Helping close to home

photo by Claudia Urdaneta

Freshman Aidan Carl walks a pre-K student to his vehicle. Most Hagerty volunteers help at Carillon from 2:30 to 3:30 and help students with assignments and clean up.

You try to guide a classful of elementary school students to the bus loop, but one spills pencils all over the pavement and another pulls at your shirt, trying to show you a toy Batman figurine while you yell “No running!”

Although it can be hectic, volunteering at Carillon Elementary is an easy way for students with time after school to get service hours for Bright Futures, as all they need to do is walk across Lockwood after the final bell and they can get an hour or two in before the teacher they aid leaves.

Junior Gabriella Jones is one of the volunteers, spending every Thursday and Friday with Johnathan Smith, a fourth grade teacher at Carillon. While volunteering, Jones helps students with assignments, helps clean up the room and leads kids to their bus after dismissal. 

“I want to be a pediatrician [when I’m older] so I thought working with kids would help me understand their thought processes better,” Jones said. 

At Carillon, there are more choices than just volunteering with a teacher, such as working in the media center shelving and rearranging books or in “Specials,” such as PE and art, where volunteers bring out and clean up materials for that day. Volunteers can also work with students of all different grades on math at the end of the day.

[The volunteers] learn life skills working with children. It [teaches them] patience, kindness, and empathy. Once you begin to work with children, there is just some magic that happens,assistant principal Maegan Bosa said.

__APPLY WHAT YOU READ__:
a. List the qualities that assistant principal Maegan Bosa says volunteers learn from working with children, according to the article on volunteering at Carillon Elementary.
b. Answer these questions from the article on volunteering at Carillon Elementary:
(i) On which days of the week does Gabriella Jones volunteer?
(ii) What grade does Johnathan Smith teach?
(iii) Which street do students walk across to reach Carillon after the final bell?
c. Extend the article on volunteering at Carillon Elementary, picking up after its final sentence.

Extracted data entries:
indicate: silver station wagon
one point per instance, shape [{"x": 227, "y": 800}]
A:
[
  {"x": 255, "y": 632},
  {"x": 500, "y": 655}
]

__ANSWERS BY TASK__:
a. Patience, kindness, empathy

b.
(i) Thursday and Friday
(ii) Fourth grade
(iii) Lockwood

c.
While most students only volunteer once or twice in a week, some manage to find time to volunteer every day, such as sophomore Fayth Carr, who helps in the media center. She also helps with her mother, Mary Carr, who teaches fourth grade.

“I liked it because it gave me something to do after school and I did it to get Bright Futures hours,” (Fayth) Carr said.

Freshman Aidan Carl also volunteers every day, working with several teachers in pre-K with clean up and making sure students get to the correct vehicle.

It is widely known that volunteering helps people, as per the whole reason it exists, but volunteering is slightly different, since it not only helps the teachers, but the admin, students and staff of the school.

“The students get to see others in their classrooms who want the best for them. They build relationships and mentorships that encourage them to try their best and we see such great growth from our students due to this,Bosa said. 

The volunteering program began in 2005, when Hagerty was built in the place of Lawton Chiles Middle School. To sign up, all students must fill out a yearly Dividend form for Seminole County Public Schools and wait for the school board to perform a background check, which takes approximately a week. Upon receiving a confirmation email, volunteers sign in through the front office and receive a sticker that shows they are a volunteer. 

[Volunteering] helps you think about your worth outside of your day-to-day life because it’s something that you aren’t typically doing and you can see how you can [benefit] others in a way that you might not not [elsewhere],” Smith said.